* Extrait de page *
────

Les forêts t'apprendront plus que les livres.
Les arbres et les rochers t'enseigneront des choses
Que ne t'enseigneront point les maîtres de la science.
À quoi pouvait rêver dans l'éclat de sa jeunesse le fils de Tescelin, chevalier du duc de Bourgogne, et de dame Aleth de Montbard, si bonne chrétienne? de chasses ou de tournois? de chants de guerre ou de galantes conquêtes? En tous cas, certainement pas de vie monastique comme il en fera le choix à l'âge de vingt-trois ans. D'autant qu'il entraînait avec lui une trentaine de jeunes en quête d'absolu... Il méditait beaucoup, parlait peu, était doux, modeste, charitable, donnant aux pauvres tout ce qu'il pouvait. On lui offrit l'archevêché de Milan; il le refusa, comme toutes les autres dignités, et revient en France.
Saint Bernard, le prodige de son siècle, naquit au château de Fontaines, près de Dijon, d'une famille distinguée par sa noblesse et par sa piété, et fut, dès sa naissance, consacré au Seigneur par sa mère, qui avait eu en songe le pressentiment de sa sainteté future. Une nuit de Noël, Bernard, tout jeune encore, assistait à la Messe de Noël; il s'endormit, et, pendant son sommeil, il vit clairement sous ses yeux la scène ineffable de Bethléem, et contempla Jésus entre les bras de Marie. "Guillaume de Saint-Thierry, l'un de ses biographes, note : 'Il lui apparut comme s'il venait une nouvelle fois au monde, sortant Verbe enfant, du sein de la Vierge Mère'.
"Parvenu à l'âge adulte, le futur saint multiplie exorcismes, prédications et guérisons. Son charisme de 'connaissance' stupéfie. Il prédit la mort de son frère Gui en dehors du monastère de Clairvaux dont il est l'abbé prestigieux. Parmi les pathologies vaincues par sa prière, toutes les parties du corps humain sont concernées, ou presque, mais on lui reconnaît une force surnaturelle dans la guérison des troubles sensoriels comme la cécité par exemple." (Patrick SBALCHIERO, Enquête sur les miracles dans l'Église catholique, Artège, Paris 2019, p. 231-232.)
Dans sa vie de S. Bernard (T. II), Mabillon compte plus de trente aveugles de tout âge et de toute condition, en France, en Allemagne, en Italie, guéris en présence des rois et des grands seigneurs, au moyen du signe de la croix fait sur eux par le thaumaturge de Clairvaux. Par le même signe, l'abbé de Clairvaux a guéri une foule de sourds et de muets. (Mgr Jean-Joseph GAUME, Le Signe de la Croix au XIXe siècle, 1869, rééd. Éditions Saint-Sébastien 2016, p. 103.)
À dix-neuf ans, malgré les instances de sa famille, il obéit à l'appel de Dieu, qui le voulait dans l'Ordre de Citeaux; mais il n'y entra pas seul; il décida six de ses frères et vingt-quatre autres gentilshommes à le suivre. L'exemple de cette illustre jeunesse et l'accroissement de ferveur qui en résulta pour le couvent suscitèrent tant d'autres vocations, qu'on se vit obligé de faire de nouveaux établissements. Il raffermit la règle à l'Abbaye de Citeaux et créa dans ce centre religieux l'amour de l'étude, du travail, la prospérité.

────

* Liste fournie *

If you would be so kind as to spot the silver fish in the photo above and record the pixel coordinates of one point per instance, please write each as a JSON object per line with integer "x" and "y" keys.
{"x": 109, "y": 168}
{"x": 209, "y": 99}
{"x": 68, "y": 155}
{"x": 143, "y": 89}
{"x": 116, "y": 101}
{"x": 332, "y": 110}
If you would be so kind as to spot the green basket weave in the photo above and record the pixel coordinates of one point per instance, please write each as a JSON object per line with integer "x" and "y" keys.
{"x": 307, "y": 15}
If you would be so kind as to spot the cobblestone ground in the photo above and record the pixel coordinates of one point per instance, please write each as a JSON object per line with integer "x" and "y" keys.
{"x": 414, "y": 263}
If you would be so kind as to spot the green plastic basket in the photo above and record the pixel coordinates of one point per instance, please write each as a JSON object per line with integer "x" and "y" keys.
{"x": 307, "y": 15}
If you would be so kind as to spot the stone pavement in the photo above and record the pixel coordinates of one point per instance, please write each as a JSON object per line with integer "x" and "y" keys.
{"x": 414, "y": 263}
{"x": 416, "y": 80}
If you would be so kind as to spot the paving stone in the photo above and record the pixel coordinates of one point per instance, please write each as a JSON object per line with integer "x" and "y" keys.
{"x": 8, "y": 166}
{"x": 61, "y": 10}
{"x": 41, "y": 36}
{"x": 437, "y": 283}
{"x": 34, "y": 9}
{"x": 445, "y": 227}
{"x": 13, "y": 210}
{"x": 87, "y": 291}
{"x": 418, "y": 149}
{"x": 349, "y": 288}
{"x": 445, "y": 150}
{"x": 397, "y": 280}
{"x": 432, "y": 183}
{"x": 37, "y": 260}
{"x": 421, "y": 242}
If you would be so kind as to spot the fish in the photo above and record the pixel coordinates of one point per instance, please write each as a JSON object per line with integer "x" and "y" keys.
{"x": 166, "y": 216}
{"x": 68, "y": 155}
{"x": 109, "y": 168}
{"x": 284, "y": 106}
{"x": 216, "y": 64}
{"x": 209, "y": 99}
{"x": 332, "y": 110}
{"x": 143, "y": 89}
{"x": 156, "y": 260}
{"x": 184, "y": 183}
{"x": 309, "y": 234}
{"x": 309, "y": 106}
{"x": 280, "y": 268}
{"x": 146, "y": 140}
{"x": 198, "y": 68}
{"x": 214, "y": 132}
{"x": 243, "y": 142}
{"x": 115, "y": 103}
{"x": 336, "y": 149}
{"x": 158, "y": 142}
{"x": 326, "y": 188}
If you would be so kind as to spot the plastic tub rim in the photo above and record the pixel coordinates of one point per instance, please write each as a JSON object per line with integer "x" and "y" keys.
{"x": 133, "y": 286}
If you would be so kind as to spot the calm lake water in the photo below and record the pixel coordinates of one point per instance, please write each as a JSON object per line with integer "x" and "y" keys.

────

* Travail demandé *
a. D'après l'extrait, en quel lieu saint Bernard est-il né ?
b. Recopiez fidèlement le passage de l'extrait qui va de « Saint Bernard, le » jusqu'à « la Vierge Mère'. » inclus.
La liste n'intervient en rien dans ce travail.

* Réponses successives *
a. Au château de Fontaines, près de Dijon.

b.
Saint Bernard, le prodige de son siècle, naquit au château de Fontaines, près de Dijon, d'une famille distinguée par sa noblesse et par sa piété, et fut, dès sa naissance, consacré au Seigneur par sa mère, qui avait eu en songe le pressentiment de sa sainteté future. Une nuit de Noël, Bernard, tout jeune encore, assistait à la Messe de Noël; il s'endormit, et, pendant son sommeil, il vit clairement sous ses yeux la scène ineffable de Bethléem, et contempla Jésus entre les bras de Marie. "Guillaume de Saint-Thierry, l'un de ses biographes, note : 'Il lui apparut comme s'il venait une nouvelle fois au monde, sortant Verbe enfant, du sein de la Vierge Mère'.